*Exercises*:
**a)** Answer these from the article on Mike Pompeo's confirmation hearing:
(i) Which Senate committee did Pompeo appear before?
(ii) By what vote was he confirmed as CIA director?
(iii) How many Senate seats do Republicans hold?
**b)** Write a continuation of the article on Mike Pompeo's confirmation hearing, starting after its final sentence.

::: Excerpted text :::

CIA chief Mike Pompeo has faced sharp questioning at the confirmation hearing in the US Senate for his nomination as secretary of state.
Appearing before the Senate Foreign Relations Committee on Thursday, Pompeo was questioned on a number of different issues, relating to North Korea, the Iran nuclear deal and alleged Russian meddling in the 2016 US presidential elections.
He said a US attack on North Korea in response to its nuclear programme advancement would be “catastrophic”.
Pompeo refused to comment on the FBI investigation into Russian collusion in the US elections but did say he believed there was interference from Moscow.
If confirmed by the Senate, Pompeo said he would bolster the Iran nuclear deal, adding that fixing the 2015 agreement is in the US’ best interest.
Simple majority needed
Pompeo needs a simple majority in the Senate to be confirmed as secretary of state.
He was confirmed to his position as CIA director last year in a vote of 66 to 32, with 14 Democrats voting for his appointment.
Republicans hold 52 seats in the 100-seat Senate, but two Republican senators will not vote for his confirmation: Arizona’s John McCain is away for cancer treatment, and Kentucky’s Rand Paul has said he will vote “no”.
As such, at least one Democratic vote will be required for his confirmation.

::: Supplied data :::

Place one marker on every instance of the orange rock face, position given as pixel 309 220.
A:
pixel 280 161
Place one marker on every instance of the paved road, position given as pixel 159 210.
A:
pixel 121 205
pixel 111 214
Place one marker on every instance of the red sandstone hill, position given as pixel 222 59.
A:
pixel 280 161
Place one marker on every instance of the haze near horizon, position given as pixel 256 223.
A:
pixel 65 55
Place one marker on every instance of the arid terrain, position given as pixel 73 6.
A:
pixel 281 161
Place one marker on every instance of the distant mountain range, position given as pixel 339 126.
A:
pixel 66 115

:::
::: Supplied data :::

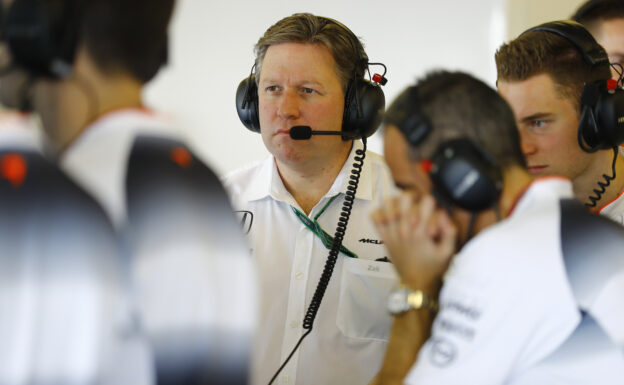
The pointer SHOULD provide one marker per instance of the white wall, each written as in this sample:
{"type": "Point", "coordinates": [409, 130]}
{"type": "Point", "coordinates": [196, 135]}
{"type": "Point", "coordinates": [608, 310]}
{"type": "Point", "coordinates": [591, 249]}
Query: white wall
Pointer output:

:::

*Written responses*:
**a)**
(i) The Senate Foreign Relations Committee.
(ii) 66 to 32.
(iii) 52 of the 100 seats.

**b)**
However, Senate Democrats may refuse to vote in favour of Pompeo with US midterm elections approaching in November and Democrats eyeing sweeping victories due to the unpopularity of President Donald Trump.
Democrats are campaigning on an anti-Trump platform and attempting to distance themselves from his policies.
Trump has spoken highly of Pompeo, as has a group of 53 national security experts, who sent a letter to Republican Senator Bob Corker, the chairman of the Senate Foreign Relations Committee, saying Pompeo is “the sort of seasoned, accomplished and energetic national security policy practitioner our nation desperately needs at this juncture in the role of secretary of state”.
If confirmed, Pompeo will replace Rex Tillerson, who was sacked by Trump in March.
Tillerson served as secretary of state until the end of March.